### EXCERTO PARA LER
+-------+

Foi quando preparava a organização do colóquio "Agostinho Neto e os prémios Camões africanos" que o professor na Faculdade de Letras da Universidade do Porto (FLUP), efetuou contactos com a Fundação Agostinho Neto, presidida pela viúva Maria Eugénia Neto, e percebeu o desejo desta instituição em promover em Portugal uma maior atenção à obra literária do primeiro presidente (11 de novembro de 1975 a 10 de setembro de 1979) da República de Angola. Agostinho Neto, médico e político, foi também um escritor, sobretudo de poesia.

"Foi um poeta, com os poemas a serem escritos em meados dos anos 1960. Depois, não escreve mais. Deixou também alguns texto com outra dimensão do pensamento, sobre cultura e outros temas. Tem uma obra curta mas importante, por aquilo que anunciou com o abrir de um novo caminho na literatura angolana. Além disso, antecipou de certa forma a luta pelas independências que se seguiram", explicou ao DN o professor Francisco Topa.

A obra literária de Agostinho Neto está publicada em Portugal em dois livros. "Sagrada Esperança" foi publicado em 1974, depois do 25 de Abril, pela Sá da Costa, enquanto "A Renúncia Impossível" foi editado em 1982, já a título póstumo, pela Imprensa Nacional Casa da Moeda. "A primeira edição em livro de textos de Agostinho Neto foi em 1963, em Itália, numa edição bilingue", recorda Francisco Topa. Ainda há uma coletânea "Amanhecer", publicada em Angola.

A cátedra irá permitir a divulgação desta obra literária e, sobretudo, fazer investigação na FLUP. Consiste num apoio financeiro da fundação angolana e, apesar de se centrar em Agostinho Neto, não se ficará pela obra deste autor, procurando também investigar a literatura e cultura angolanas.

+-------+

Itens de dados
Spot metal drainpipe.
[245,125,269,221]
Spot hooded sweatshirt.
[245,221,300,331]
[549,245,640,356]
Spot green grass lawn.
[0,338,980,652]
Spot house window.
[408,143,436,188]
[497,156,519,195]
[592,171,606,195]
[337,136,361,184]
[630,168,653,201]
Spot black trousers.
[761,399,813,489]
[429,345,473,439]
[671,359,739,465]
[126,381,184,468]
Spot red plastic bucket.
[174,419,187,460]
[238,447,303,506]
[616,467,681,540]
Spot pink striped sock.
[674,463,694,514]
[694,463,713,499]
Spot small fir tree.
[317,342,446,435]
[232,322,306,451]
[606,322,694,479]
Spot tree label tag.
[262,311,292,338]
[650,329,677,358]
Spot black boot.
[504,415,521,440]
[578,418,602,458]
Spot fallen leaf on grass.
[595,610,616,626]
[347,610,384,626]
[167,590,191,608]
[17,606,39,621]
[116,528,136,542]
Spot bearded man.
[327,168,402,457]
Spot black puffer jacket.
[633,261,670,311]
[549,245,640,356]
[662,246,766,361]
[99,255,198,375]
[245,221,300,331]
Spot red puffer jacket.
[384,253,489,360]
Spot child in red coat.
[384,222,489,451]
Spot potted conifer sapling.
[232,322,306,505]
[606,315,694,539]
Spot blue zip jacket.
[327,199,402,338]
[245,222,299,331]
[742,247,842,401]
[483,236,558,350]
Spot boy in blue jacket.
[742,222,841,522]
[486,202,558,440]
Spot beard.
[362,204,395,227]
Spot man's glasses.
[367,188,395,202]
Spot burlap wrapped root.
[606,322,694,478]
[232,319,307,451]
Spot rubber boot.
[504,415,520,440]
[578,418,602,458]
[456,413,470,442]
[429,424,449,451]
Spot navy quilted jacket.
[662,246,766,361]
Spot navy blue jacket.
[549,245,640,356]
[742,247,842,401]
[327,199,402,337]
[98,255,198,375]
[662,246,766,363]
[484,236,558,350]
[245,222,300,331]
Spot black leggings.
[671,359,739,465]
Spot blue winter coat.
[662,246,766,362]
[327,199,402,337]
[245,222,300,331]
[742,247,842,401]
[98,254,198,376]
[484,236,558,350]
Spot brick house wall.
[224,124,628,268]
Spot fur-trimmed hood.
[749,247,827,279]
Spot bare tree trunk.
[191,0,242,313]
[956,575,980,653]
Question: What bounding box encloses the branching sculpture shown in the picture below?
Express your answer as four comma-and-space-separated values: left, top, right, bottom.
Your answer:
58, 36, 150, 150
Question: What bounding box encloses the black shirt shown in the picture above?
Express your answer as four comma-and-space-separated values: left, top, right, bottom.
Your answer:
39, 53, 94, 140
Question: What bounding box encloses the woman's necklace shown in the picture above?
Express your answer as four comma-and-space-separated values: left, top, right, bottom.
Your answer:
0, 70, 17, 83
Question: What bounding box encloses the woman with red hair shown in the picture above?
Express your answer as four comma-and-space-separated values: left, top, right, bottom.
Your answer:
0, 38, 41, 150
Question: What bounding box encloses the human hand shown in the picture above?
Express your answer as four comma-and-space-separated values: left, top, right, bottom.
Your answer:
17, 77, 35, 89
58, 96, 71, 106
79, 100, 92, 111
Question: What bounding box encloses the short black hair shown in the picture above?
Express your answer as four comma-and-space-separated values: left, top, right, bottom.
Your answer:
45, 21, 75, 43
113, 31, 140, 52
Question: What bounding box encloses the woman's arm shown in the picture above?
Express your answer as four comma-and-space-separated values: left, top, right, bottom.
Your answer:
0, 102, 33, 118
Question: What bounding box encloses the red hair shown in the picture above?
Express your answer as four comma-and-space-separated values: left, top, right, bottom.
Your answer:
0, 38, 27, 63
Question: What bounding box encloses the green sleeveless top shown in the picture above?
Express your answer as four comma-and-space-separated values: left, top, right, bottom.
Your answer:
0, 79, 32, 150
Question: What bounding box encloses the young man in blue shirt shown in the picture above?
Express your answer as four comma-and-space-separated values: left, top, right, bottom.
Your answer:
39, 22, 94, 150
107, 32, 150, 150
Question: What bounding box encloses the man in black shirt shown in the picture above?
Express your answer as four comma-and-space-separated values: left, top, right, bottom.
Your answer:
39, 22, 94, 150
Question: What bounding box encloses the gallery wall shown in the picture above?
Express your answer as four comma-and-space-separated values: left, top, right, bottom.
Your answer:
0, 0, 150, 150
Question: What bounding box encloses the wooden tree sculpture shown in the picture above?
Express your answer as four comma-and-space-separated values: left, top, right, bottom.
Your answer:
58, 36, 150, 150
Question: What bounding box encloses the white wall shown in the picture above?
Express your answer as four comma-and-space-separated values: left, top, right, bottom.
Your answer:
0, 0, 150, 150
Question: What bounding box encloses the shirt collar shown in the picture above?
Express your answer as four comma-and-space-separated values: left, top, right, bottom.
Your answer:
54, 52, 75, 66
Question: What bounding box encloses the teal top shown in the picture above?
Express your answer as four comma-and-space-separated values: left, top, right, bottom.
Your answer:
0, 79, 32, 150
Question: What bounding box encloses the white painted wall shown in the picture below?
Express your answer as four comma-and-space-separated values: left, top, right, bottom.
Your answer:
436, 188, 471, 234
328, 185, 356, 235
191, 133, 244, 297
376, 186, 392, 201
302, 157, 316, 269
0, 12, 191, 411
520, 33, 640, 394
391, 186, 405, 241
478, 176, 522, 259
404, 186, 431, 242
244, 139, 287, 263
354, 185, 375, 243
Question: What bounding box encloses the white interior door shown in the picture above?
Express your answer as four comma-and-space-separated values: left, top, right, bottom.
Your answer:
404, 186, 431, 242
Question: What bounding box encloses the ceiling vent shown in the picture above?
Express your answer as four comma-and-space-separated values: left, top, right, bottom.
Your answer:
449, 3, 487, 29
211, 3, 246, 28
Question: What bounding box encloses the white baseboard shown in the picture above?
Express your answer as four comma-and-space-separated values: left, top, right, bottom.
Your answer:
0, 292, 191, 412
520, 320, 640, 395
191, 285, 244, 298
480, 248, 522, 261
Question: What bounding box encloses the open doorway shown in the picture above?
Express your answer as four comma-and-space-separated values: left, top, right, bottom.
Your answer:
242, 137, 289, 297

+-------+

### O QUE SE PEDE
1. Transcreva do texto sobre Agostinho Neto o trecho que vai de "A cátedra irá" até "e cultura angolanas.".
2. Dê continuidade ao texto sobre Agostinho Neto a partir do ponto em que ele termina.

### RESPOSTAS POR TAREFA
1.
A cátedra irá permitir a divulgação desta obra literária e, sobretudo, fazer investigação na FLUP. Consiste num apoio financeiro da fundação angolana e, apesar de se centrar em Agostinho Neto, não se ficará pela obra deste autor, procurando também investigar a literatura e cultura angolanas.

2.
O colóquio, que durante dois dias reuniu no Porto escritores e autores angolanos e portugueses, procurou assinalar os 40 anos da morte de Agostinho Neto e dar destaque aos seis escritores africanos que já foram distinguidos com o Prémio Camões: José Craveirinha (1991), Pepetela (1997), José Luandino Vieira (2006), Arménio Vieira (2009), Mia Couto (2013) e Germano Almeida (2018). São dois moçambicanos - Craveirinha (o único que já faleceu) e Mia Couto -, dois angolanos - Luandino Vieira e Pepetela -, e dois cabo-verdianos, Arménio Vieira e Germano Almeida.

Francisco Topa considera que estes escritores não estão muito bem divulgados em Portugal, daí a realização deste colóquio. "A literatura africana teve a seguir ao 25 de Abril, fruto de um espírito militante da época, um grande interesse em Portugal. Mas apagou-se nos anos 1980. Há escritores com mais leitores, casos do Mia Couto e do Pepetela, mas as obras do Germano Almeida ou do angolano Ondjaki deviam ser mais conhecidas", diz o professor da FLUP, convencido que esta literatura de língua portuguesa não tem mais sucesso em Portugal "por não corresponder exatamente ao que o público português pensa que seja África". Além destas ideias pré-concebidas, "a distribuição é sempre um problema".